Start of Records shown

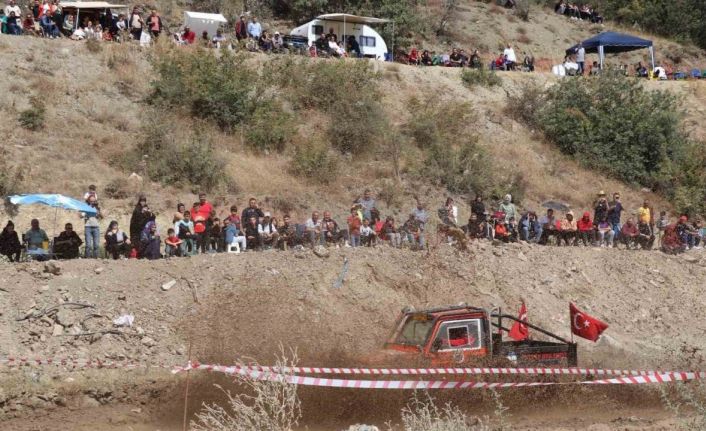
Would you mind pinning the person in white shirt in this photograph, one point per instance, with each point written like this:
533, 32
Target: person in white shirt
510, 57
267, 231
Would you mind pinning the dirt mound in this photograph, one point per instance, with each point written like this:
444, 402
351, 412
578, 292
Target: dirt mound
251, 303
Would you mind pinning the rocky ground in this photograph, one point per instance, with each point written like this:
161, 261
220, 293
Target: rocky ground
222, 307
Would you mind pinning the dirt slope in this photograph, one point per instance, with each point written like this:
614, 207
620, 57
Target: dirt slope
249, 304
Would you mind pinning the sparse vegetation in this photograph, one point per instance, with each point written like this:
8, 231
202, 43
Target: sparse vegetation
482, 77
33, 117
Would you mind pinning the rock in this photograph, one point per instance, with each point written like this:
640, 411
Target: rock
168, 285
52, 267
321, 251
58, 330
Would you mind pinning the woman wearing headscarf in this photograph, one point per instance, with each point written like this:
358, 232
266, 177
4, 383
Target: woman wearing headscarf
117, 242
150, 242
10, 245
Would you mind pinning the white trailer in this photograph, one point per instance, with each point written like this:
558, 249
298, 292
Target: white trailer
372, 45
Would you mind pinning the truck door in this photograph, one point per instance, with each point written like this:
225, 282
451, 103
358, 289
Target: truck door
458, 342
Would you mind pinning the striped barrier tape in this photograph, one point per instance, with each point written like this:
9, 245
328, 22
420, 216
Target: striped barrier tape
434, 384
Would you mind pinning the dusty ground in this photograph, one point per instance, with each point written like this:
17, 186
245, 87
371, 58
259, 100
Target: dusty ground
249, 304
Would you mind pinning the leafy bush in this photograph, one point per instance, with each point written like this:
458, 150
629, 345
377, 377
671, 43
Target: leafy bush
315, 162
612, 124
178, 156
482, 77
33, 117
270, 128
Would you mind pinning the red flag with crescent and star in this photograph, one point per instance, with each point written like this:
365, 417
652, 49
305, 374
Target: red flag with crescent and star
585, 326
519, 330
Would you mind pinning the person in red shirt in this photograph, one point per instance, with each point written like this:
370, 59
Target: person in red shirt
354, 224
188, 36
585, 229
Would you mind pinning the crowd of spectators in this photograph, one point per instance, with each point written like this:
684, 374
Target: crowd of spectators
203, 228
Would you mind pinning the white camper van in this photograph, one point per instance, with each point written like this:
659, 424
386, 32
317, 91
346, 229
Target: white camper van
344, 25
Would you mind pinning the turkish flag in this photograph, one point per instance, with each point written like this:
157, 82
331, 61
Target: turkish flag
584, 325
519, 330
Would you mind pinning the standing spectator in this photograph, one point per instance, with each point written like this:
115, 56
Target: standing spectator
241, 29
254, 29
314, 229
509, 57
140, 216
252, 211
150, 243
154, 22
136, 24
92, 230
354, 224
615, 208
367, 202
569, 229
507, 207
252, 234
117, 244
10, 245
390, 232
581, 58
66, 245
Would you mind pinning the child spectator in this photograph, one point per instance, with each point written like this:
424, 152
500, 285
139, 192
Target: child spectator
172, 245
354, 225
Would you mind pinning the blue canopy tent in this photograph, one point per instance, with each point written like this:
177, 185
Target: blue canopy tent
611, 43
56, 201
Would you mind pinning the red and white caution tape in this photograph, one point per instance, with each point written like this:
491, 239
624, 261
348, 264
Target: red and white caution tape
77, 363
442, 371
425, 384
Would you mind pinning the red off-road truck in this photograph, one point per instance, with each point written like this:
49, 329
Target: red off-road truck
466, 336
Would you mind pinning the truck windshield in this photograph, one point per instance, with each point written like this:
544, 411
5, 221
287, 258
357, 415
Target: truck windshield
414, 331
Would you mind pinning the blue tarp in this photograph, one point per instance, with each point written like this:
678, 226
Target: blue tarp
57, 201
612, 43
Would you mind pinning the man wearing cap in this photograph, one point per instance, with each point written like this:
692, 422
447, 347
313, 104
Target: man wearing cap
600, 210
241, 29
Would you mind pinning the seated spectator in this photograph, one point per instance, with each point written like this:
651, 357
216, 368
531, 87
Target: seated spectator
188, 36
353, 47
219, 40
172, 244
10, 245
475, 62
510, 58
252, 234
36, 238
604, 234
389, 232
569, 230
268, 232
585, 229
412, 230
549, 228
184, 230
629, 234
672, 242
314, 228
354, 224
117, 243
66, 245
287, 234
645, 237
413, 58
265, 41
530, 229
150, 243
368, 237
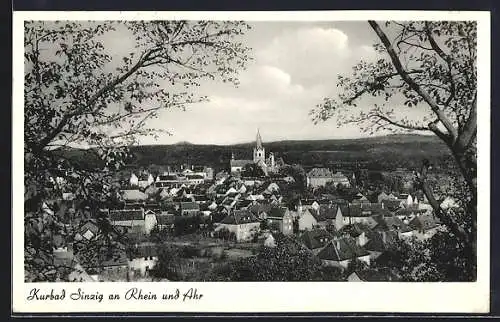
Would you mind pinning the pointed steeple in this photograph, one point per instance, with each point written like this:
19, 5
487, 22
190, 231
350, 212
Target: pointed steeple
258, 141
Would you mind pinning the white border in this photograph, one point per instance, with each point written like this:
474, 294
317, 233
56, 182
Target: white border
268, 297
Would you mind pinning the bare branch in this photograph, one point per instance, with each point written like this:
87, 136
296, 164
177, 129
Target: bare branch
413, 85
444, 217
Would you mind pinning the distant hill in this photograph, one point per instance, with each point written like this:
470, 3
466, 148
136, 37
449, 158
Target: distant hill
390, 151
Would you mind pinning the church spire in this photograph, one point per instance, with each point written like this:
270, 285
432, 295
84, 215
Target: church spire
258, 142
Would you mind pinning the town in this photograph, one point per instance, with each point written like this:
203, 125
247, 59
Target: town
187, 220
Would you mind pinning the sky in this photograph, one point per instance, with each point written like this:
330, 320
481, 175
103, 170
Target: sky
295, 65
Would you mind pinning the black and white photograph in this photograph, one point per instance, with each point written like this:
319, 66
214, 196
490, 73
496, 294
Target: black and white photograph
252, 150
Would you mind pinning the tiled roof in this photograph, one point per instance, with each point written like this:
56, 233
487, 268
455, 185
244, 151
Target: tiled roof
391, 204
194, 176
342, 249
354, 230
126, 214
376, 241
239, 217
240, 163
89, 225
189, 206
144, 250
363, 210
134, 195
165, 219
257, 209
277, 212
320, 173
317, 238
391, 223
423, 222
376, 275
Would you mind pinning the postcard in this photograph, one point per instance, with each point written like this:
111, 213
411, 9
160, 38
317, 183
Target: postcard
244, 162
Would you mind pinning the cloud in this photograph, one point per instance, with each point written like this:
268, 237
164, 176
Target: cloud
310, 55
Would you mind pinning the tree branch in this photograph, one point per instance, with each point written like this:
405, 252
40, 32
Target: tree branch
446, 58
469, 130
444, 217
400, 125
413, 85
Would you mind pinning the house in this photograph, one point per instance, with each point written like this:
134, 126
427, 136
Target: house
242, 223
406, 199
407, 214
273, 187
260, 210
129, 218
170, 180
392, 204
316, 239
109, 267
237, 166
88, 230
380, 242
269, 241
361, 213
359, 198
133, 181
424, 226
280, 218
78, 274
340, 251
133, 195
150, 220
307, 221
189, 208
305, 204
372, 275
268, 165
195, 179
392, 224
329, 215
145, 180
143, 258
318, 177
165, 221
339, 178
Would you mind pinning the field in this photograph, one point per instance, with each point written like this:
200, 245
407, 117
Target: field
382, 152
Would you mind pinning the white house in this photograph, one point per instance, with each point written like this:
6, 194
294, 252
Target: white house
150, 221
242, 223
339, 252
144, 258
134, 181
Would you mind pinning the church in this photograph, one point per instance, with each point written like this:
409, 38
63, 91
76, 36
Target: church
268, 165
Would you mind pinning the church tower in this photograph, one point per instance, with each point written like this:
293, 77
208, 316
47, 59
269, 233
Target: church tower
259, 153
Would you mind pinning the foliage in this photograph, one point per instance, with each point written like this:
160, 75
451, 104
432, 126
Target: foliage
78, 92
252, 170
430, 67
169, 264
440, 258
288, 261
186, 224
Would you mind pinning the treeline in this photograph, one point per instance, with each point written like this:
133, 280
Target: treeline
387, 152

End of Records shown

Work instructions:
Only the lines from the one that contains "Would you mind pinning the field" through the last line should be repeated, each exactly as it stands, with both ends included.

Solution for this problem:
Would you mind pinning the field in this photograph, one point per instance, with each point written like this:
200, 245
407, 117
Target: field
382, 152
Would you mind pinning the white house in this photograph, one point per instance, with each point written like this:
6, 194
294, 252
Target: white house
150, 221
242, 223
339, 252
144, 258
134, 181
Would you mind pinning the church in this photograph, one point per instance, with each point written like this:
409, 38
63, 91
76, 36
Target: church
268, 165
Would you mind pinning the church tower in this photograph, one point per instance, with each point written like this:
293, 77
208, 316
47, 59
269, 233
Target: church tower
259, 153
Would you mind pinning the foliage in this photograph, one point per instance, with each point written like this:
160, 75
451, 104
432, 126
Target: foliage
78, 92
252, 170
430, 67
169, 264
440, 258
288, 261
186, 224
Would you mind pinning the treeline in this photograph, one point per instance, with each point written like this:
133, 280
Target: treeline
387, 152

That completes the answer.